▸ Input records:

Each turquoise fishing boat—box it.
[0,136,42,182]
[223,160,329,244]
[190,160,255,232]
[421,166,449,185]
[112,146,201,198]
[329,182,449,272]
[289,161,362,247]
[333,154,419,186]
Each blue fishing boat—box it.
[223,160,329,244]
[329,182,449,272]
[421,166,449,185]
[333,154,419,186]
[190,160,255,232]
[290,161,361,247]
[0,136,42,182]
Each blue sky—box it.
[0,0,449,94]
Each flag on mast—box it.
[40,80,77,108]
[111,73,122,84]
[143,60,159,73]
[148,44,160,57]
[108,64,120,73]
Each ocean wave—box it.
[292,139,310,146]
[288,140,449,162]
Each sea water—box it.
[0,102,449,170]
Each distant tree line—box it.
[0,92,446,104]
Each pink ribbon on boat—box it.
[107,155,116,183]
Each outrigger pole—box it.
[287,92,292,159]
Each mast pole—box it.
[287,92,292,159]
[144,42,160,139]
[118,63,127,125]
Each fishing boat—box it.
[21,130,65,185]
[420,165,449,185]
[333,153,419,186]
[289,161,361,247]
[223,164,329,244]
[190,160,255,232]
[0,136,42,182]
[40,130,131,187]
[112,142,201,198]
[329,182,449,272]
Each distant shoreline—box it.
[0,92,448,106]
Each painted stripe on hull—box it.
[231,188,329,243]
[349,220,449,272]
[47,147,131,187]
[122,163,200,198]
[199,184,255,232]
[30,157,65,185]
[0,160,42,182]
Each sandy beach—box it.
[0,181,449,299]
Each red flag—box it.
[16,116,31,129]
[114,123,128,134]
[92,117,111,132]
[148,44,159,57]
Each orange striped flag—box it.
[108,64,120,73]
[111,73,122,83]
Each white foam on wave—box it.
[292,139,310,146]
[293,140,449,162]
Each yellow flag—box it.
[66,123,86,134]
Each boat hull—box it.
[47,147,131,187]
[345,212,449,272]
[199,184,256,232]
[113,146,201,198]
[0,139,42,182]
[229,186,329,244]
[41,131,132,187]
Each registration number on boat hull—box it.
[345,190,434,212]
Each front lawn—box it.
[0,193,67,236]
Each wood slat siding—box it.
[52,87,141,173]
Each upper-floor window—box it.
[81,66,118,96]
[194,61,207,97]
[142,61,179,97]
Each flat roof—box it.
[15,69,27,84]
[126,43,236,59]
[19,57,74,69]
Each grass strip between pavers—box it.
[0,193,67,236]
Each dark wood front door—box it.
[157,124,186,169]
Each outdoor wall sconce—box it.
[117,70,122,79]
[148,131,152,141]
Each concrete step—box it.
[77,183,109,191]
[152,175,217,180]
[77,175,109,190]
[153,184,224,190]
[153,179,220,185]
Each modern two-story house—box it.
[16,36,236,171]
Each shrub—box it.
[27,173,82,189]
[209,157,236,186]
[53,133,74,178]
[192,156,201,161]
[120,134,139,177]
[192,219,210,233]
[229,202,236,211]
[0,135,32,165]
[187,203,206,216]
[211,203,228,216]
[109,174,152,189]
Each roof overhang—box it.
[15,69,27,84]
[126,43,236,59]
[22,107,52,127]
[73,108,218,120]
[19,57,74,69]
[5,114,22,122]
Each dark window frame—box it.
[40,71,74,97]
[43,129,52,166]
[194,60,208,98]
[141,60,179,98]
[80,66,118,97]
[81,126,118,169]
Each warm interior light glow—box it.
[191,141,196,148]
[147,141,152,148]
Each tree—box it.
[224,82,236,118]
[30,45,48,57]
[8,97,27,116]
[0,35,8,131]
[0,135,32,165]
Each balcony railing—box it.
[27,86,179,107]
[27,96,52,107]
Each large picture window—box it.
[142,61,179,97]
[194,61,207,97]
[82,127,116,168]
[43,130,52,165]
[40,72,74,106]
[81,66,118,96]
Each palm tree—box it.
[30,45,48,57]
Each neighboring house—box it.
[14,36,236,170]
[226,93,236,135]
---
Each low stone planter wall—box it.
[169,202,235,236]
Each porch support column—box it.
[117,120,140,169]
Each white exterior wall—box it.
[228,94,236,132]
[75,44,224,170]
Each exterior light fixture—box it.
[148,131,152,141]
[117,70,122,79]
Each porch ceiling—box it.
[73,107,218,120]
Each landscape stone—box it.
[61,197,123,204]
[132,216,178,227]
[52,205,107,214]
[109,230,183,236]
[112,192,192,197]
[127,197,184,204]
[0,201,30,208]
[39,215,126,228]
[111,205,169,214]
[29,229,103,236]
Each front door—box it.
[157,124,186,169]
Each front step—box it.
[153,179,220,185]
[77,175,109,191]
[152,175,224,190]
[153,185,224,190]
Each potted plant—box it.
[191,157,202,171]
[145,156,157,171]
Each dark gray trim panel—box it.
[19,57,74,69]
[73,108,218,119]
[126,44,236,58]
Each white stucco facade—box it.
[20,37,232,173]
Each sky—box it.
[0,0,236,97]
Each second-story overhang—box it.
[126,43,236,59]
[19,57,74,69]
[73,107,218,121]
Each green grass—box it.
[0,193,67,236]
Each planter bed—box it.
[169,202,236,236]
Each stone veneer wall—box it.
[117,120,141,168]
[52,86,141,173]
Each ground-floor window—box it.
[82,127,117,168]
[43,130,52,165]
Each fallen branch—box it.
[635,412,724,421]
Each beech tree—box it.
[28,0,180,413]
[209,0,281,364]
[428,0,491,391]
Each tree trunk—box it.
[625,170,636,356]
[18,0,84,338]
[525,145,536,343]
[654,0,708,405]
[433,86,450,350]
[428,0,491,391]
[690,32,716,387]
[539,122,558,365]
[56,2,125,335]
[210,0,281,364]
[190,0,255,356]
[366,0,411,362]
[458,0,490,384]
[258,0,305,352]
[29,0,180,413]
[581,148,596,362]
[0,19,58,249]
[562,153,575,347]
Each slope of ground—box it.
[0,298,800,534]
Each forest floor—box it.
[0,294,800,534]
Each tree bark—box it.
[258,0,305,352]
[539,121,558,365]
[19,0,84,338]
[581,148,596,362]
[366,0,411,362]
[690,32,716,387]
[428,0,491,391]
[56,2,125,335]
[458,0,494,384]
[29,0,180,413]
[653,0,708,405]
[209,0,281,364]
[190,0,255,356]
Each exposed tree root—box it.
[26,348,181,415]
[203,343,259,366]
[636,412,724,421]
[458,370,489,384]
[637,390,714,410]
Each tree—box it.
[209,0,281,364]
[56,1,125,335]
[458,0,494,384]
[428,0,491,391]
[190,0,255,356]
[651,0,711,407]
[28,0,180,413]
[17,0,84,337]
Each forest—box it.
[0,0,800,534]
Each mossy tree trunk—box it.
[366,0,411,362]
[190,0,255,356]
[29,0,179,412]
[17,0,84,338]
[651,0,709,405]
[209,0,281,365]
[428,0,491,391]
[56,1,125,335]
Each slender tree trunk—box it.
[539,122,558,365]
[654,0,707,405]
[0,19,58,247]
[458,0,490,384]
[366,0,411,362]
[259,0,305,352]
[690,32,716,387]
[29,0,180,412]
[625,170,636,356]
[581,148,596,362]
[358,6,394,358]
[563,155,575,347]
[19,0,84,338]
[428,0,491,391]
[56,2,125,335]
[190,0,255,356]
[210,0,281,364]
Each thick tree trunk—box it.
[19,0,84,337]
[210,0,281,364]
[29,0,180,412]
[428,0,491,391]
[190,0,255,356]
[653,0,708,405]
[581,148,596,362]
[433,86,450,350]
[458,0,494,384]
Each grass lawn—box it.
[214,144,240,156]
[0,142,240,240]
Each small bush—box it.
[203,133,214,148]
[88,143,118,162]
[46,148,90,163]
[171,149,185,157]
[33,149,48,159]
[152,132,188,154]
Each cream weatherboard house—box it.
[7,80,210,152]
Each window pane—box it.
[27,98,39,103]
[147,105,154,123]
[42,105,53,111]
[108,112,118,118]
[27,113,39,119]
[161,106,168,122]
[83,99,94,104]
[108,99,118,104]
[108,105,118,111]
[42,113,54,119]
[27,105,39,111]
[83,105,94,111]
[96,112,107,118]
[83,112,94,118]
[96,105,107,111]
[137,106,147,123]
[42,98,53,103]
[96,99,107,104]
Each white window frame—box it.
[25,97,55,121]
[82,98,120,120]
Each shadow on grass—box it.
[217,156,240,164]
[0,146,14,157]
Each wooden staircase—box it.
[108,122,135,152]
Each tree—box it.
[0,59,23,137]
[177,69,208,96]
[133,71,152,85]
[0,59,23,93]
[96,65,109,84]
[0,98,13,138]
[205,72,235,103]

▸ Problem description:
Convert the data from the line with "Each blue sky—box it." to the line with "[111,73,122,83]" into a two-column CSV with the headers input and output. Each row should hold one text and its answer, each in a quoted field with line breaks replaced by spaces.

▸ Exercise answer:
input,output
"Each blue sky—box it.","[0,0,449,94]"
"Each flag on mast—box it.","[40,80,77,108] [111,73,122,84] [143,60,159,73] [148,44,160,57] [108,64,120,73]"
"Each ocean wave—box it.","[292,139,310,146] [288,140,449,162]"
"Each sea water—box it.","[0,102,449,170]"
"Each distant tree line—box it.","[0,92,446,104]"
"Each pink ribbon on boat—box it.","[107,155,116,183]"
"Each outrigger pole—box it.","[287,92,292,159]"
"Each mast pole—box it.","[287,92,292,159] [144,42,160,139] [118,63,127,125]"
"Each fishing boat—box it.","[21,130,65,185] [420,165,449,185] [333,153,419,186] [289,161,361,247] [223,164,329,244] [190,160,255,232] [0,136,42,182] [40,130,131,187] [112,142,201,198] [329,182,449,272]"
"Each distant shoreline—box it.","[0,92,448,106]"
"Each painted stripe on hull—box it.","[231,188,329,243] [349,220,449,272] [47,147,131,187] [122,163,200,198] [199,184,255,232] [30,157,65,185] [0,160,42,182]"
"Each sandy beach—box it.","[0,181,449,299]"
"Each red flag—box it.","[16,116,31,129] [114,123,128,134] [92,117,111,132] [148,44,159,57]"
"Each orange striped flag—box it.","[108,64,120,73] [111,73,122,83]"